Description of the task:
Could you reproduce all the entries under this sentence exactly, leaving the images aside?

——————

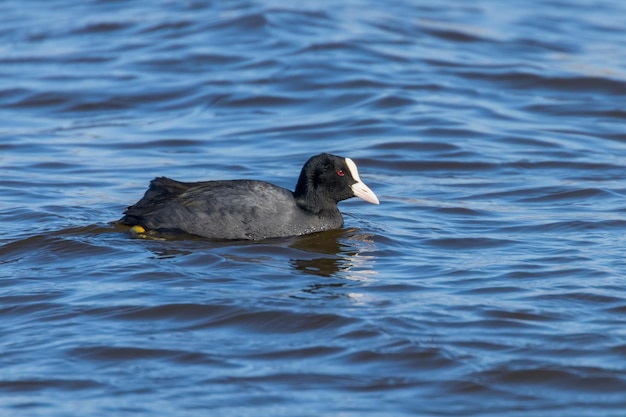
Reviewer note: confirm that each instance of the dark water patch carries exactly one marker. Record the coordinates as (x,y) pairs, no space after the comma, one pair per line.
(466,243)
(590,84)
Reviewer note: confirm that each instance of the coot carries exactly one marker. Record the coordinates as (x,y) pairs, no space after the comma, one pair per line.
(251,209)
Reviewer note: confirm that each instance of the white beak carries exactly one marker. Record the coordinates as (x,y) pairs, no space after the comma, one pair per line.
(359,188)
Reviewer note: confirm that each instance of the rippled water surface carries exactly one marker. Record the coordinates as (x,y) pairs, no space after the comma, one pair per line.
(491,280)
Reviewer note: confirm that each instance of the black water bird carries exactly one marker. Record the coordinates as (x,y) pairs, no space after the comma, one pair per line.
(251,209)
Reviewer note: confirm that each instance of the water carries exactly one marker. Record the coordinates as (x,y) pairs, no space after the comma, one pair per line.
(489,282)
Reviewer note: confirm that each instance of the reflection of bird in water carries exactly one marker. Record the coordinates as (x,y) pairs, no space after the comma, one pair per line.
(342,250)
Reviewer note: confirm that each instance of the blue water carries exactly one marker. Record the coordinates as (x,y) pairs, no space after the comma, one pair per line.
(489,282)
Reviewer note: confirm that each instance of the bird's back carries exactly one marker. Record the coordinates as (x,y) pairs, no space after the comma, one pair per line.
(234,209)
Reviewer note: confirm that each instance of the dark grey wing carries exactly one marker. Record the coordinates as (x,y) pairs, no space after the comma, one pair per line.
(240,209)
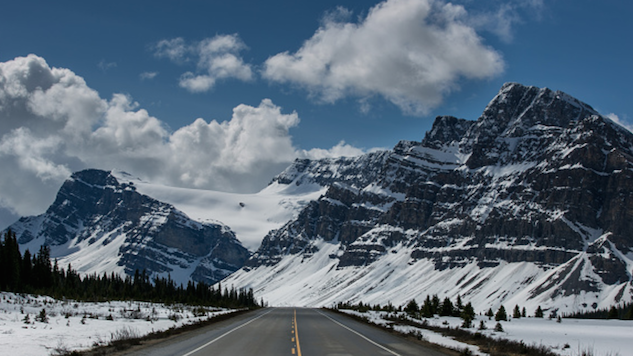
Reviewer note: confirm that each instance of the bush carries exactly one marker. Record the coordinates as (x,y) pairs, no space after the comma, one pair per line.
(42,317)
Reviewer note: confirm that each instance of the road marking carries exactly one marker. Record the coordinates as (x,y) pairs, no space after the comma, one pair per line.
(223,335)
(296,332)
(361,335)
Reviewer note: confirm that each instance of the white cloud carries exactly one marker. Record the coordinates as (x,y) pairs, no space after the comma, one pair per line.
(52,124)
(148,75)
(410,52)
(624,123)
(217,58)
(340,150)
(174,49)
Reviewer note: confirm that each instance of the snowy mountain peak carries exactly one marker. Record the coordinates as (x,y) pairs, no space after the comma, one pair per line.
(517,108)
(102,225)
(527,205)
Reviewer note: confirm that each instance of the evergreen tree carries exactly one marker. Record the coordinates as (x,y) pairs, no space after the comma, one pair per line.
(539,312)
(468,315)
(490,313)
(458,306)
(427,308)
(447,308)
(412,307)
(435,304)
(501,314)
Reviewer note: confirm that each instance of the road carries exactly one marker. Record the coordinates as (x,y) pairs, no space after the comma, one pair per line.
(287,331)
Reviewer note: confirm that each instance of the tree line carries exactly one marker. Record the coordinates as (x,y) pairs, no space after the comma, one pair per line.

——————

Result:
Reviewer note: confirm that each instance of the dark water patch carries exactly one marker. Record the coordinates as (x,y) pairs, no space after the comma, one pair per line.
(466,243)
(590,84)
Reviewer note: confirm that each instance of the coot carries exactly one marker. Record the coordinates as (x,y) pairs, no space after the comma, one pair per line.
(251,209)
Reviewer note: confirm that each instance of the white beak carries exactly one marker. Record the coordinates as (x,y) pairs, no space after the comma, one pair per line.
(359,188)
Reviewer note: confirm that each instance of the rippled water surface carries exactly one marker. Record the coordinates as (x,y) pairs, no space after the comma, one pair per line.
(491,280)
Reviewer note: confirm that each instance of the black water bird carries exactly one marker. Record the coordinates as (x,y) pairs, no space after the comma, one pair per line.
(251,209)
Reviewer note: confirm that each instance of the water carries exactly one marker. Record the coordinates as (x,y) pairs, no space after the comma, one pair per line.
(489,282)
Reviewer note: confirm that each instance of the reflection of bird in water carries exactly one marker. Record the coordinates as (x,y) pairs, no space after the comma, one pair per line.
(342,250)
Reviewer note: confirm that each instance of the blue water carries exactly one marker. Record the coordinates as (x,y) pairs, no space after the comma, one pair per line.
(489,282)
Reviewer note: confirm that each instance of the bird's back carries exactly one marker. Record the coordinates as (x,y) pairs, no space after the comma, one pair per line.
(234,209)
Reviewer note: confirm that each instance of the dark grey wing carries exactly one marker. Record the coordinates as (x,y) pairs, no space after the comma, one pair per line.
(240,209)
Reviewer note: confirm that each instance of the bush carries exactly one marker. Record the coordinates as (x,y) pairs, no space after the comma, one pair per line.
(42,317)
Reviewer note: confirm that each instance of the road marking carries exactly one marker. Record the coordinates as (x,y) pairs, no space after the comma, one pair per line.
(223,335)
(296,332)
(361,335)
Reviewer note: confirm that each instance of the white cloud carries exactly one marker. Record the coordinates as (x,y) pairs, no space after the comma, one pair per line.
(52,124)
(148,75)
(410,52)
(624,123)
(217,58)
(340,150)
(174,49)
Reviewer note: confirm that each instance of the snowy mountain peak carries exactly one marker. Record the coordinates as (x,y) pairs, no space after the comma, one pair per line.
(517,108)
(102,225)
(527,205)
Reviewer note: confirm that each instance of the evergreen tree carries exactly one marker. Record the coordinates as (x,y) pairs, no space after the comma, one pair per line.
(539,312)
(468,315)
(490,313)
(458,306)
(427,308)
(447,308)
(412,307)
(435,304)
(501,314)
Reviewer note: confirm that each instance of the road carries exactly one marker. Record the coordinates as (x,y) pairs, no space after the comma, one pair per line.
(287,331)
Reviewer note: confirm that each instance of the tree line carries exactly one marker. Record the coordinates as (x,y) pairs, no space after the comma, one pair per line.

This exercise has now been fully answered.